REQUIRED ACTION ▸ Each entry in the material below should be reproduced exactly.

INFORMATION SHOWN ▸
═══
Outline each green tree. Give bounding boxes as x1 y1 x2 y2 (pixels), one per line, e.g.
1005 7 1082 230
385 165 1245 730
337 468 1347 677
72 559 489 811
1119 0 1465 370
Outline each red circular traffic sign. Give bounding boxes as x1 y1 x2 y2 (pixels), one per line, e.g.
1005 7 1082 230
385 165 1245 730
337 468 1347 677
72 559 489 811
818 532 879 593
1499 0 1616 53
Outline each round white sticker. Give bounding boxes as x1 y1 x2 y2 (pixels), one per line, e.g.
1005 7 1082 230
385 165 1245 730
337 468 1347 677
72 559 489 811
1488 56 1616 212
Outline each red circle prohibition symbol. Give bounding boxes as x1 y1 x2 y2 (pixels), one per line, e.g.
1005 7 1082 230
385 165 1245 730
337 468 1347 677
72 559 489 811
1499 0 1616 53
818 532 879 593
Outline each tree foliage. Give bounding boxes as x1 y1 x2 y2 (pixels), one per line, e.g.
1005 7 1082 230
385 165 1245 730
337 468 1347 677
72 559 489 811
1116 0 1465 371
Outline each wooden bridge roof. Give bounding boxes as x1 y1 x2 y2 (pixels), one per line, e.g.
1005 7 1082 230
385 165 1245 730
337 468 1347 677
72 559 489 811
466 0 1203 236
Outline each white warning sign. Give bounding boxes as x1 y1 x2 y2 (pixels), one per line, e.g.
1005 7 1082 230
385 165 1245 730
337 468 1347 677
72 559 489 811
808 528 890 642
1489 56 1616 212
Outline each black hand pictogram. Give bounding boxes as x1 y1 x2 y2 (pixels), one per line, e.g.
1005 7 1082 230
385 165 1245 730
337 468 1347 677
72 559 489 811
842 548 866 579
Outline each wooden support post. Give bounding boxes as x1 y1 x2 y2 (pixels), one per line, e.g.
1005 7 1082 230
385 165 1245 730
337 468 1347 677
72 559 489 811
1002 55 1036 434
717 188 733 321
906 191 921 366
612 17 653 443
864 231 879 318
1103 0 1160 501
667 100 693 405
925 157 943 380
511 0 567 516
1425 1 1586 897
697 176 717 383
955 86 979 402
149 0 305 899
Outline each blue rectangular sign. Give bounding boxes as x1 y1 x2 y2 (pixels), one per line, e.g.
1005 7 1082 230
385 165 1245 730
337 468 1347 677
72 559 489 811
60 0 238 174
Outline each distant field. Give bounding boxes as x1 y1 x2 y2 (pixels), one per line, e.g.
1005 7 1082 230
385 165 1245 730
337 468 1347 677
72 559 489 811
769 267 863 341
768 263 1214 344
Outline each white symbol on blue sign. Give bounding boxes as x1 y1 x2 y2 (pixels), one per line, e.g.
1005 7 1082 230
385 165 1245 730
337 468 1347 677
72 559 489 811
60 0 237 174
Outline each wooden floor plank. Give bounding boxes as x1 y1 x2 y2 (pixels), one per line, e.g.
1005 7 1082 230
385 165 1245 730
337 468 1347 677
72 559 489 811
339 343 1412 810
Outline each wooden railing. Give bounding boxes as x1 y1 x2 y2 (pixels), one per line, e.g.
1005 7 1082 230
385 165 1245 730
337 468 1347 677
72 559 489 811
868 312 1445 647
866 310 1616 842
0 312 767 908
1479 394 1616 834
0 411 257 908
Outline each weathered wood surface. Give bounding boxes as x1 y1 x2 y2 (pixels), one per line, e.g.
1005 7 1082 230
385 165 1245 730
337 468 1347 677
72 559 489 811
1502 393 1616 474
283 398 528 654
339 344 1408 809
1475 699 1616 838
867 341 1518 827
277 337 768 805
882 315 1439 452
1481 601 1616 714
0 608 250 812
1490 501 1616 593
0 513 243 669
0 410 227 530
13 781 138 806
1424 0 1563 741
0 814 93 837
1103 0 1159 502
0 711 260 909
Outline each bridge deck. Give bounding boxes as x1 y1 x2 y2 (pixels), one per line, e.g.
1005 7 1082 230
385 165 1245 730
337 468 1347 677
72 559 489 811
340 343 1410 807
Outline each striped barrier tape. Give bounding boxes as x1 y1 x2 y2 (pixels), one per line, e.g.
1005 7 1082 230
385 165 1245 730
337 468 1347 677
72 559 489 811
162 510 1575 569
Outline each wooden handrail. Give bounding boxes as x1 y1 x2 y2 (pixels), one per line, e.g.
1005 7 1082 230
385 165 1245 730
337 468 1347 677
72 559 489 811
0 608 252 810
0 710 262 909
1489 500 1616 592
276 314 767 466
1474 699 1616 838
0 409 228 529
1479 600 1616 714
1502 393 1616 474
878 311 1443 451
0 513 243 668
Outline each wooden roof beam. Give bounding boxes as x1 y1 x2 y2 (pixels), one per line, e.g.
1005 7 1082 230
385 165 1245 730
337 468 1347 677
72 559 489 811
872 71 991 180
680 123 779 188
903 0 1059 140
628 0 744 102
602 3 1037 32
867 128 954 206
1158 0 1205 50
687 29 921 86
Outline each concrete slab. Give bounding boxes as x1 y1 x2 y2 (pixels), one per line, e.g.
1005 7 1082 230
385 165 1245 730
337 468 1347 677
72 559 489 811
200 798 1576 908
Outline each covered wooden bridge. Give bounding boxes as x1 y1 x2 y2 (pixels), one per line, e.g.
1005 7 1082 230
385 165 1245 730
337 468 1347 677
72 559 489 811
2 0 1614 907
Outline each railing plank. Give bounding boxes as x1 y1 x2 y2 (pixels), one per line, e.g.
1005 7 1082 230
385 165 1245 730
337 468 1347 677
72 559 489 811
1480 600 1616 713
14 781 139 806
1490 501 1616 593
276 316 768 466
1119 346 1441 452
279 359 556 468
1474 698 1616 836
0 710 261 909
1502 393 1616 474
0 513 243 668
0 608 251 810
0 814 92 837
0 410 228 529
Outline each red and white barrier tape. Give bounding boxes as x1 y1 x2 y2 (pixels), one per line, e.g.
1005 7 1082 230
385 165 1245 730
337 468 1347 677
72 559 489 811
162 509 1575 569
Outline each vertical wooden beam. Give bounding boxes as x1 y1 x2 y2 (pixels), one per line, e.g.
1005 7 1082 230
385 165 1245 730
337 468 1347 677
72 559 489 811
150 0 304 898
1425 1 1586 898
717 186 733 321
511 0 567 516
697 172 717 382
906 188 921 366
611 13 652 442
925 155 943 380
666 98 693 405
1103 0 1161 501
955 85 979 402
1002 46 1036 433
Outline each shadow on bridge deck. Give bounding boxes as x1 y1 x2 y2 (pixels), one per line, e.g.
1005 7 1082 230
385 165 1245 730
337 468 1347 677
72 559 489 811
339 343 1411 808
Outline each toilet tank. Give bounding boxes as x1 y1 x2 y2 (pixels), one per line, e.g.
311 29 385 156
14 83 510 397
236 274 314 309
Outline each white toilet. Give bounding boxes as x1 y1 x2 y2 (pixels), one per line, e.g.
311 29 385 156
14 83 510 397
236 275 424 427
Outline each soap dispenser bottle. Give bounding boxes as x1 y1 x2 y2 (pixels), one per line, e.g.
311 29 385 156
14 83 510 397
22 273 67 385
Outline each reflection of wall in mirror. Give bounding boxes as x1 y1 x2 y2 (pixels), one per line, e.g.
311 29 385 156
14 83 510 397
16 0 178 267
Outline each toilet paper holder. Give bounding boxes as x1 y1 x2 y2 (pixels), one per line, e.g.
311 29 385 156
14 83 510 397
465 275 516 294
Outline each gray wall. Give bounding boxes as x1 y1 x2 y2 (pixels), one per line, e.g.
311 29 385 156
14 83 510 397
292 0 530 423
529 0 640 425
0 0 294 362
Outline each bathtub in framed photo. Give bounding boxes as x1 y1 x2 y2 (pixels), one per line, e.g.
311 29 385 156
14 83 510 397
═══
PROBLEM SOLUTION ▸
Outline each green tree. Give bounding boxes as x1 y1 x2 y2 (pixels), one per line, e.g.
1005 7 1082 230
385 165 1245 730
337 468 1347 677
72 559 489 811
1119 0 1465 370
Outline each red circular traffic sign. Give bounding boxes as x1 y1 x2 y2 (pixels), one per line, e.g.
1005 7 1082 230
385 165 1245 730
337 468 1347 677
72 559 489 811
818 532 879 593
1499 0 1616 53
Outline each round white sticker. Give bounding boxes as x1 y1 x2 y2 (pixels), one per line, e.g.
1005 7 1082 230
385 165 1245 730
337 468 1347 677
72 559 489 811
1488 56 1616 212
Outline each red circle prohibition symbol. Give bounding boxes as x1 y1 x2 y2 (pixels), one per line, e.g.
1005 7 1082 230
385 165 1245 730
337 468 1347 677
72 559 489 811
1499 0 1616 53
818 532 879 593
Outline each tree foliage. Give bounding boxes as x1 y1 x2 y2 (pixels), one per line, e.g.
1005 7 1082 230
385 165 1245 730
337 468 1347 677
72 559 489 811
1116 0 1465 371
Outline each wooden bridge roof. Give bounding boxes as x1 y1 x2 y2 (pixels), one per line, e.g.
1005 7 1082 230
385 165 1245 730
337 468 1347 677
72 559 489 811
466 0 1203 236
Outline each white warning sign. Give bounding boxes as x1 y1 x2 y2 (pixels), one per line, e.g.
1005 7 1082 230
385 165 1245 730
337 468 1347 677
72 559 489 811
808 528 890 642
1489 56 1616 212
Outline each black hand pictogram. Give bounding boxes as x1 y1 x2 y2 (pixels), one per line, e.g.
1005 7 1082 230
385 165 1245 730
337 468 1347 677
72 559 489 811
842 548 866 579
Outline each wooden support post. Give bounding boxes as x1 y1 x2 y2 (pixels), one per line, e.g.
1005 7 1082 230
385 165 1245 730
337 468 1347 677
72 559 489 811
1002 55 1036 434
717 188 733 321
906 191 921 366
612 17 653 443
864 231 879 318
1103 0 1160 501
667 100 693 405
925 157 943 380
511 0 567 516
1425 1 1586 897
697 176 717 383
955 86 979 402
149 0 305 899
Outline each blue rectangular sign. Give bounding boxes as x1 y1 x2 y2 (pixels), one per line, e.g.
1005 7 1082 230
385 165 1245 730
337 468 1347 677
72 559 489 811
60 0 238 174
Outline each distant field. Give bounding boxes as x1 y1 x2 y2 (pixels), one per line, e.g.
1005 7 1082 230
385 165 1245 730
337 468 1347 677
72 559 489 811
769 267 863 341
768 263 1214 344
Outline each white symbol on blue sign. Give bounding boxes as x1 y1 x2 y2 (pixels), one per line, e.g.
1005 7 1082 230
385 165 1245 730
337 468 1347 677
72 559 489 811
60 0 237 174
Outline each wooden floor plank. Give bounding boxes as x1 y1 x2 y2 (pixels), one per line, e.g.
1005 7 1082 230
385 165 1245 730
337 468 1347 677
72 559 489 811
339 343 1412 810
Outline each wooden railing. Give bounding boxes as x1 y1 x2 y2 (pixels), one per line, e.g.
1005 7 1082 230
385 165 1245 730
337 468 1347 677
72 559 489 811
868 312 1445 647
866 310 1616 842
0 312 767 908
1479 394 1616 834
0 411 257 908
Outline each weathered wood surface. Give bounding boxes as x1 y1 x2 y2 (pixels), one per line, e.g.
1005 7 1082 230
385 165 1245 730
337 468 1347 677
72 559 489 811
1502 393 1616 474
283 398 528 654
339 344 1408 809
1475 699 1616 838
867 341 1518 827
277 337 768 805
882 315 1439 452
1481 601 1616 714
0 608 250 812
1490 501 1616 593
0 513 243 669
0 410 227 530
13 781 138 806
1424 0 1563 741
0 814 93 837
1103 0 1159 502
0 711 260 909
Outline each bridge deck. Give bounding boxes as x1 y1 x2 y2 (pixels), one per line, e.g.
1005 7 1082 230
385 165 1245 730
337 468 1347 677
72 559 489 811
340 343 1410 807
Outline each striped barrier tape. Give bounding boxes as x1 y1 x2 y2 (pixels), one per line, e.g.
1005 7 1082 230
385 165 1245 730
337 468 1347 677
72 559 489 811
162 510 1575 569
Outline each wooden handrail. Give bounding boxes as x1 y1 x2 y2 (pixels), one per line, e.g.
1005 7 1082 230
385 165 1245 730
337 468 1347 677
72 559 489 811
0 608 252 810
0 710 262 909
1489 500 1616 592
276 314 767 466
1474 699 1616 838
0 409 228 529
1479 600 1616 714
1502 393 1616 474
878 311 1443 451
0 513 243 668
Outline each wooden roof beam. Give bounding boxes as x1 y1 x2 y2 (pixels), one per line, e.g.
1005 7 1082 230
385 165 1245 730
337 468 1347 677
72 559 489 811
872 71 991 180
680 123 779 188
903 0 1059 140
628 0 744 102
602 3 1037 32
867 128 954 206
1158 0 1205 50
687 29 921 86
Outline each concrete slab. Give bounding boxes as x1 y1 x2 y2 (pixels), one per line, e.g.
1005 7 1082 230
385 165 1245 730
337 468 1347 677
72 559 489 811
200 798 1576 908
Outline each covered wooden bridge. Give bounding boxes as x1 y1 x2 y2 (pixels), one per line, e.g.
1005 7 1082 230
385 165 1245 730
337 468 1347 677
72 559 489 811
2 0 1614 907
Outline each railing plank. Give bounding boxes as x1 y1 x2 y2 (pixels), one per line, e.g.
1005 7 1082 230
385 165 1245 730
337 468 1347 677
72 559 489 811
1480 600 1616 713
14 781 139 806
1490 501 1616 593
276 316 768 466
1119 346 1441 452
279 359 556 468
1474 698 1616 836
0 710 261 909
1502 393 1616 474
0 513 243 668
0 608 251 810
0 814 92 837
0 410 228 529
Outline each red and white barrier tape. Give bounding boxes as x1 y1 x2 y2 (pixels), one per line, e.g.
1005 7 1082 230
385 165 1245 730
337 468 1347 677
72 559 489 811
162 509 1575 569
Outline each vertical wooden beam. Give bounding boxes as x1 y1 x2 y2 (pixels), one per line, e.g.
1005 7 1082 230
385 165 1245 730
337 468 1347 677
72 559 489 811
150 0 304 898
1425 1 1586 898
717 186 733 321
511 0 567 516
697 172 717 382
906 188 921 366
611 13 652 442
925 155 943 380
666 98 693 405
1103 0 1161 501
955 85 979 402
1002 46 1036 433
Outline each shadow on bridge deck. Give bounding boxes as x1 y1 x2 y2 (pixels), one per line, e.g.
1005 7 1082 230
385 165 1245 730
337 468 1347 677
72 559 489 811
339 343 1411 808
Outline each toilet tank. Give bounding boxes as x1 y1 x2 y2 (pixels), one per line, e.g.
311 29 385 156
14 83 510 397
236 274 314 309
Outline each white toilet. Give bounding boxes as x1 y1 x2 y2 (pixels), one per line, e.g.
311 29 385 156
14 83 510 397
236 275 424 427
Outline each soap dispenser bottle. Give bounding boxes as x1 y1 x2 y2 (pixels), one per line, e.g.
311 29 385 156
14 83 510 397
22 273 67 385
Outline each reflection of wall in mirror. Give bounding boxes as x1 y1 x2 y2 (pixels), one per line, e.g.
311 29 385 156
14 83 510 397
16 0 178 267
Outline each toilet paper holder. Give bounding boxes as x1 y1 x2 y2 (pixels), one per line, e.g.
311 29 385 156
14 83 510 397
465 275 516 294
Outline each gray wall. Give bounding boxes as x1 y1 x2 y2 (pixels), one per line, e.g.
311 29 385 156
14 83 510 397
292 0 530 423
529 0 640 425
0 0 294 362
Outline each bathtub in framed photo. Give bounding boxes as x1 y1 x2 y2 (pixels), one per line, e.g.
311 29 385 156
14 83 510 397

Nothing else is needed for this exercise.